TASK REQUIREMENTS:
Take the data below and write it out exactly, except for the pictures.

RECORD EXCERPTS:
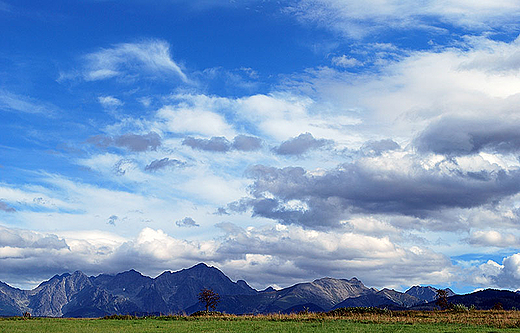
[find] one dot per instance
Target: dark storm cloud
(163, 163)
(187, 222)
(457, 136)
(222, 145)
(130, 141)
(247, 143)
(294, 196)
(6, 208)
(300, 145)
(378, 147)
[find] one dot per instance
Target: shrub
(459, 308)
(357, 310)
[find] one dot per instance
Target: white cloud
(148, 57)
(109, 101)
(258, 255)
(14, 102)
(492, 238)
(357, 18)
(346, 62)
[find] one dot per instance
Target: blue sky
(280, 141)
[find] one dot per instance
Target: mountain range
(130, 292)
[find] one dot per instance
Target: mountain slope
(427, 294)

RESPONSE TO THIS EXERCISE:
[find] one dot per instance
Target: dark storm cloud
(163, 163)
(187, 222)
(457, 136)
(222, 145)
(130, 141)
(247, 143)
(294, 196)
(6, 208)
(300, 145)
(378, 147)
[find] one dot per instance
Target: shrub
(459, 308)
(357, 310)
[find] one dot per instance
Target: white cloud
(148, 57)
(109, 101)
(258, 255)
(14, 102)
(492, 238)
(357, 18)
(346, 62)
[find] one dot per instance
Target: blue sky
(280, 141)
[find] one dot per instance
Target: mountain range
(130, 292)
[find] one dot per instance
Target: mountain slope
(427, 294)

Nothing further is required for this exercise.